**WHAT TO PRODUCE:** Nothing other than the lines from the one containing "bbox: utility pole" through the close of the entries below should be printed, each exactly.

**EXERCISE DATA:**
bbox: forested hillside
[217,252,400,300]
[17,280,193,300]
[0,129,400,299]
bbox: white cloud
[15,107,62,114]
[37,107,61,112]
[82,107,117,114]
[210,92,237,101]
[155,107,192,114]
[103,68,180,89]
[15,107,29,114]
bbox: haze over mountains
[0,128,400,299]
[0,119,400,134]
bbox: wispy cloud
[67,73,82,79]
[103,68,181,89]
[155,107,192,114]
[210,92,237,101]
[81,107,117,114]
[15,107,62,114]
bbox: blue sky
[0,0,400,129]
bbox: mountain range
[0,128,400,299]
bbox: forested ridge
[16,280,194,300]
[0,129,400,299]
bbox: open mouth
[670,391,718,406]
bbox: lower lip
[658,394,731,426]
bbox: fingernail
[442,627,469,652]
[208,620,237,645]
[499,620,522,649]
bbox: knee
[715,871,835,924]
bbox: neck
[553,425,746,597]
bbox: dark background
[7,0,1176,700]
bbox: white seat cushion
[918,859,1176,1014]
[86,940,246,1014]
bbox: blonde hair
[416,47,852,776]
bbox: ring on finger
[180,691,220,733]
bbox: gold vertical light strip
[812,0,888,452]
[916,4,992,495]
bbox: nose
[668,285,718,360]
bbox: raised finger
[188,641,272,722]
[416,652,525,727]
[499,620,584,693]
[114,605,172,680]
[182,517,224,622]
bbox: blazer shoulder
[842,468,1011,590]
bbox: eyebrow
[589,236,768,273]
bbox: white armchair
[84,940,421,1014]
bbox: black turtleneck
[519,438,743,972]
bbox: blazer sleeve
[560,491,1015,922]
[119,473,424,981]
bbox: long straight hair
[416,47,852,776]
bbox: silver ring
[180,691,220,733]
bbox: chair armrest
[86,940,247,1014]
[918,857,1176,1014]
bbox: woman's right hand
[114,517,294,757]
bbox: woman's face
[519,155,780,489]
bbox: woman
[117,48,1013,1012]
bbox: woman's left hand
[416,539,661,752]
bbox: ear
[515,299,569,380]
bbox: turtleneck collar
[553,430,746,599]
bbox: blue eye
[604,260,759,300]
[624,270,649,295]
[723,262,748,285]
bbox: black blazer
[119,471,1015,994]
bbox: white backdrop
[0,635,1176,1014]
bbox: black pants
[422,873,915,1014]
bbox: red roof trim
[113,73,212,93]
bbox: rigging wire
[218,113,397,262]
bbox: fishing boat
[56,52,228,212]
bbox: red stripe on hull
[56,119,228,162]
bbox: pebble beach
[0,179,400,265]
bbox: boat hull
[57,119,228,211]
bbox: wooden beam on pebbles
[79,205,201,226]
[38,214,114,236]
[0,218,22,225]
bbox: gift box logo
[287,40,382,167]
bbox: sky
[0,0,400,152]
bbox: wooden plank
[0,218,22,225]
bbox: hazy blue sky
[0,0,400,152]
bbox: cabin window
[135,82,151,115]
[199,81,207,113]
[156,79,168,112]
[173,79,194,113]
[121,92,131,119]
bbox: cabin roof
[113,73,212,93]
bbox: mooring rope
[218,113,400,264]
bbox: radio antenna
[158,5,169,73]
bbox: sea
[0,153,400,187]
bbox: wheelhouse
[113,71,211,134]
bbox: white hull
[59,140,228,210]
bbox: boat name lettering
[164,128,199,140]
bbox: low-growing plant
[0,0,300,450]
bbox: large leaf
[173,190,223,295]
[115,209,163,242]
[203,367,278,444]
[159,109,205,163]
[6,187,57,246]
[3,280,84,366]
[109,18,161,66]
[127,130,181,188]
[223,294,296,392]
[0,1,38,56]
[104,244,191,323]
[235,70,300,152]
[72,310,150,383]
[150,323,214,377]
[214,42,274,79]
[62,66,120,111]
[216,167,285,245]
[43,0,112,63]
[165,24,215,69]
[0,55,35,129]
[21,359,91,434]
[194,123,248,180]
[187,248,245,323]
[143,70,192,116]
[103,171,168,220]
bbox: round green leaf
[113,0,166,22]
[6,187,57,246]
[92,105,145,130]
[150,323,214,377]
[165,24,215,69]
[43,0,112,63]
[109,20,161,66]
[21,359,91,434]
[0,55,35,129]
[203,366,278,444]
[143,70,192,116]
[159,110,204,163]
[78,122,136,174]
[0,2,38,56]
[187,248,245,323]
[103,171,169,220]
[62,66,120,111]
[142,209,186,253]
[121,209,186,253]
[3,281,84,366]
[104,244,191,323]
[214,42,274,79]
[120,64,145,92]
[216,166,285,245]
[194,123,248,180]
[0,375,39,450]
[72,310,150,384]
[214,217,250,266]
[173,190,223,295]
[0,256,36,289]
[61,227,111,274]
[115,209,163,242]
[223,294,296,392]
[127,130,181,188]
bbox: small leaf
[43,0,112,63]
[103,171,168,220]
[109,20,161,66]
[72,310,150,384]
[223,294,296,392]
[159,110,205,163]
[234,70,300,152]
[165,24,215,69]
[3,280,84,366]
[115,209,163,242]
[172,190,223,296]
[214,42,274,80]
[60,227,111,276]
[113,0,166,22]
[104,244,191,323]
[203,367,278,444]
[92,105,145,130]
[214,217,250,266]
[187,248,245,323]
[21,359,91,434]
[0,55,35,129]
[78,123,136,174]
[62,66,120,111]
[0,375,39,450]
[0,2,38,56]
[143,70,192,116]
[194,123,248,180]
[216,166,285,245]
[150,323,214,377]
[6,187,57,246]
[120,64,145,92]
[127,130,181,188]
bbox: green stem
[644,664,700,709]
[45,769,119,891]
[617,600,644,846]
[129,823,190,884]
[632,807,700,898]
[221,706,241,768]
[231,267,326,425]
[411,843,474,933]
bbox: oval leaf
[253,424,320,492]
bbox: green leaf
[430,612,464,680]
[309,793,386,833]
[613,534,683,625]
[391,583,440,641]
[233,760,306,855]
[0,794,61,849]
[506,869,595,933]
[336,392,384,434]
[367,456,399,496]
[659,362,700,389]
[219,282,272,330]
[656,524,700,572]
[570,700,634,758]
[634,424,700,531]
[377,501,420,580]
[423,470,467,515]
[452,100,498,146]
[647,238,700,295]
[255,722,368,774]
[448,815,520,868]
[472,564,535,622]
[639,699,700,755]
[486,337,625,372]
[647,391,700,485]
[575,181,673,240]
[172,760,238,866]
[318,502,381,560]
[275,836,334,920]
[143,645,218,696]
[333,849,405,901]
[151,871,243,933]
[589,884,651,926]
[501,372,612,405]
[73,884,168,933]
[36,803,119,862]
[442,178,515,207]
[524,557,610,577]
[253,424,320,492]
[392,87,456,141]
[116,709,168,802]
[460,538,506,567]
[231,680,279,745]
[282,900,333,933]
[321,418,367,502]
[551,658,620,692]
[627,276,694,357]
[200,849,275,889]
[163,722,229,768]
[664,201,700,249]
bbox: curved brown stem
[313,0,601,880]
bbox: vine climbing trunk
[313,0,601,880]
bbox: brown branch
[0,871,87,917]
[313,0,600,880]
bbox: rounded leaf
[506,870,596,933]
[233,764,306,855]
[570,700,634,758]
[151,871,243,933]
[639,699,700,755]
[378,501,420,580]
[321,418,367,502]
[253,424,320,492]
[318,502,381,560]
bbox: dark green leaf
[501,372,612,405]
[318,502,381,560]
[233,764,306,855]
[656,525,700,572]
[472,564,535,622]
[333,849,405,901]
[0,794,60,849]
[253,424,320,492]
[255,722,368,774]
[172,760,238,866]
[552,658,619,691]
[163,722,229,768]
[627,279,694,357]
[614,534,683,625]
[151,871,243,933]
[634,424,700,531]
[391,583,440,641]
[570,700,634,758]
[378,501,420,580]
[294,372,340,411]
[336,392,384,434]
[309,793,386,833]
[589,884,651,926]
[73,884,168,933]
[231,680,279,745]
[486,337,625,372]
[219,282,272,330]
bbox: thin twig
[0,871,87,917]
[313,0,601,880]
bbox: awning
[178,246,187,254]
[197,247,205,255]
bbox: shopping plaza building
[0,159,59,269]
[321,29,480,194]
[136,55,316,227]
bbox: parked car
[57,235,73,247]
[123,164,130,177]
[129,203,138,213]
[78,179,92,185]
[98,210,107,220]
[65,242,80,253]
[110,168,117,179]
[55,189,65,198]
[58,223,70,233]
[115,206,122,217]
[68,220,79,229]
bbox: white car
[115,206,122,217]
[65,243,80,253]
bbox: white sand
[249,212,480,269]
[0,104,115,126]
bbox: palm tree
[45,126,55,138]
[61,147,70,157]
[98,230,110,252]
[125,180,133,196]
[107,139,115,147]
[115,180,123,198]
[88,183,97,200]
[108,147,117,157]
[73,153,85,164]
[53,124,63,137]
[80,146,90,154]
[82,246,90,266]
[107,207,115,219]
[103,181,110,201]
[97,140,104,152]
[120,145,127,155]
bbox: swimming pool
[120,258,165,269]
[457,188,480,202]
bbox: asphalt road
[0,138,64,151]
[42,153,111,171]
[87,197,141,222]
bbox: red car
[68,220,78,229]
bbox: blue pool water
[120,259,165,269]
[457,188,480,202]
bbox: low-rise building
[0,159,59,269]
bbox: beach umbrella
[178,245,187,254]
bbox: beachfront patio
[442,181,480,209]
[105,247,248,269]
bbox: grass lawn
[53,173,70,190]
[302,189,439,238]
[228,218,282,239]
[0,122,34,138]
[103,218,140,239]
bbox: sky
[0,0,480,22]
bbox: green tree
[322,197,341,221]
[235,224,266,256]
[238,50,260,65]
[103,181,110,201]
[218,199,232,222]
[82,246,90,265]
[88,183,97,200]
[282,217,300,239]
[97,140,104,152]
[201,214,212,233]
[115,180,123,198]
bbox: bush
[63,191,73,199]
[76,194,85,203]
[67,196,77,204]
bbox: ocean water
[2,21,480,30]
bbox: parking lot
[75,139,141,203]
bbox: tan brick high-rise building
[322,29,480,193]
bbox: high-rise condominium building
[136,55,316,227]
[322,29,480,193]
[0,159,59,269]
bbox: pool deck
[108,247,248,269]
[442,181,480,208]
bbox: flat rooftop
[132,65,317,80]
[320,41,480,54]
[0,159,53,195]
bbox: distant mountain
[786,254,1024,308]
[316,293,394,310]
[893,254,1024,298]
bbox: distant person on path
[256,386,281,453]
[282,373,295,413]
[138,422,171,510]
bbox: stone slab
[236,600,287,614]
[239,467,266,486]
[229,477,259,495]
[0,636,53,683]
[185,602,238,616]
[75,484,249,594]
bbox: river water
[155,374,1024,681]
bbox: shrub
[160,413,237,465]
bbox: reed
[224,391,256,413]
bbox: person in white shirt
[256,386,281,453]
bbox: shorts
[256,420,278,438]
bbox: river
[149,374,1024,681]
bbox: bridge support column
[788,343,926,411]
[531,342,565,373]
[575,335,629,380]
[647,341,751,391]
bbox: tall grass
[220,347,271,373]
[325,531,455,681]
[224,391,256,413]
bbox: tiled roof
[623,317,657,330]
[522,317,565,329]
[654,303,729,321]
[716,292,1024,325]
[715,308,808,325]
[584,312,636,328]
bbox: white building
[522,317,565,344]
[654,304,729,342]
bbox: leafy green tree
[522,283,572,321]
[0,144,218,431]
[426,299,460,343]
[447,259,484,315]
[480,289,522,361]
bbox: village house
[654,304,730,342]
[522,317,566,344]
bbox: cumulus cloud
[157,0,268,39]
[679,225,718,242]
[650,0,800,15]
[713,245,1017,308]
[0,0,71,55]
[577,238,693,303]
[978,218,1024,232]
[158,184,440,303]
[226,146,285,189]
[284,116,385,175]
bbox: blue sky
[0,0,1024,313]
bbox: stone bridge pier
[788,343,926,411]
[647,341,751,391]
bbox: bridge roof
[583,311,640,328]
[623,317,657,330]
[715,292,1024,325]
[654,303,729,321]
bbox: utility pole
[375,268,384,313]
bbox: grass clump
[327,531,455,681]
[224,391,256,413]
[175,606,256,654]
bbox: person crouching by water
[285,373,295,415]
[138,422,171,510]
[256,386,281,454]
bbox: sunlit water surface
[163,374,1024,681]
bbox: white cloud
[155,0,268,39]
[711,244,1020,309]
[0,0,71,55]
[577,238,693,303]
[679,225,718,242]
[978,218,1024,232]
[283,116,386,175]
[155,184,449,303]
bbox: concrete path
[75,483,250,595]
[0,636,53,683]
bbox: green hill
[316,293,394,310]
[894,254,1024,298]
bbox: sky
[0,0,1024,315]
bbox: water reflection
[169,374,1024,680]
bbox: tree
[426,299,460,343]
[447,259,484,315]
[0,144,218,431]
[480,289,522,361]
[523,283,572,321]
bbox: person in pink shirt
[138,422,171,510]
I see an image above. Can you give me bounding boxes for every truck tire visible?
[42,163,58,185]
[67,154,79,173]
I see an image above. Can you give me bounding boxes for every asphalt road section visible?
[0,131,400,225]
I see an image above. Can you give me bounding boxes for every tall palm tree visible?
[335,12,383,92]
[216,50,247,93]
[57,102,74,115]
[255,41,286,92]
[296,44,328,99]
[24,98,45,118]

**TASK OUTPUT:**
bbox: utility pole
[375,268,384,313]
bbox: grass clump
[327,531,455,681]
[224,391,256,413]
[175,606,256,654]
bbox: person crouching by water
[285,373,295,415]
[138,422,171,510]
[256,386,281,454]
bbox: sunlit water surface
[163,374,1024,681]
bbox: white cloud
[155,0,268,39]
[711,244,1020,309]
[0,0,71,55]
[577,238,693,303]
[679,225,718,242]
[978,218,1024,232]
[283,116,386,175]
[155,184,449,303]
bbox: concrete path
[75,483,250,595]
[0,636,53,683]
bbox: green hill
[316,293,394,310]
[894,254,1024,298]
bbox: sky
[0,0,1024,315]
bbox: water reflection
[169,374,1024,680]
bbox: tree
[426,299,460,343]
[447,259,484,315]
[0,144,218,431]
[480,289,522,361]
[523,283,572,321]
bbox: person in pink shirt
[138,422,171,510]
I see an image above. Can you give me bounding boxes for every truck tire visible?
[42,163,58,185]
[67,154,79,173]
I see an image above. Can you give me bounding boxes for every asphalt road section visible?
[0,131,400,225]
I see an image above. Can you give me bounding boxes for every tall palm tree visible?
[335,12,383,92]
[216,50,247,93]
[57,102,74,115]
[255,41,286,92]
[296,44,328,99]
[24,98,45,118]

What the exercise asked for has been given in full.